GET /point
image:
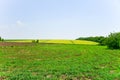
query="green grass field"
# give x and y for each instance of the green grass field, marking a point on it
(58, 41)
(59, 62)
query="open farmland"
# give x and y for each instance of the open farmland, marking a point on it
(58, 41)
(58, 62)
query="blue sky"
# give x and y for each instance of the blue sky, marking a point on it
(58, 19)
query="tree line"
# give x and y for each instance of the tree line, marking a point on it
(1, 39)
(112, 40)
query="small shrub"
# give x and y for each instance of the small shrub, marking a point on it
(113, 41)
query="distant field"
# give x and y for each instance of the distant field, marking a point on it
(58, 62)
(58, 41)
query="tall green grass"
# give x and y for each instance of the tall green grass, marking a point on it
(59, 62)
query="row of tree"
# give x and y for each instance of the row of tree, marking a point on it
(112, 40)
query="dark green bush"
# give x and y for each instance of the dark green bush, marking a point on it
(113, 41)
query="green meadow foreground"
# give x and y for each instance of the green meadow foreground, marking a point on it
(59, 62)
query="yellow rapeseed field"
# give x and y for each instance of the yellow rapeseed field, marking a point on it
(59, 41)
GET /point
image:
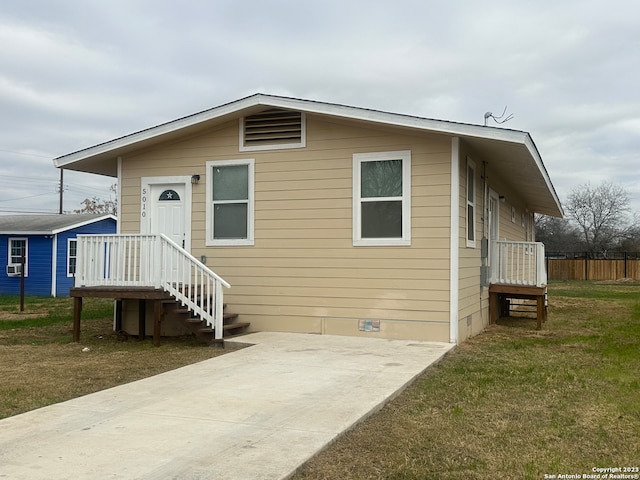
------------------------------------
**What the task asks:**
Please identify every line above that contains the word "grass", copying each one in full; case counts.

**Written response:**
query="green grass field"
# give x and y for each instance of the green grass field, marking a point on it
query="tall green grass"
# give x and y for each instance of the tall green grass, marking a point on it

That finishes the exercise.